# EXERCISE TASK:
Reproduce each of the following rows verbatim, line for line.

*** DATA SHOWN

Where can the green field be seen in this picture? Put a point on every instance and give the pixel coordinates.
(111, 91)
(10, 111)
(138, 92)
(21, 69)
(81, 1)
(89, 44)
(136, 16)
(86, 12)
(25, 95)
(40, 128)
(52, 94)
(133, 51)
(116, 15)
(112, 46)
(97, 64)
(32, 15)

******

# RIGHT ANSWER:
Where can the green field be seen in this picture? Put a point on every instance and give the pixel coordinates.
(111, 91)
(10, 111)
(138, 92)
(21, 69)
(81, 1)
(89, 44)
(136, 16)
(86, 12)
(25, 95)
(40, 128)
(52, 94)
(133, 51)
(116, 15)
(112, 46)
(97, 64)
(32, 15)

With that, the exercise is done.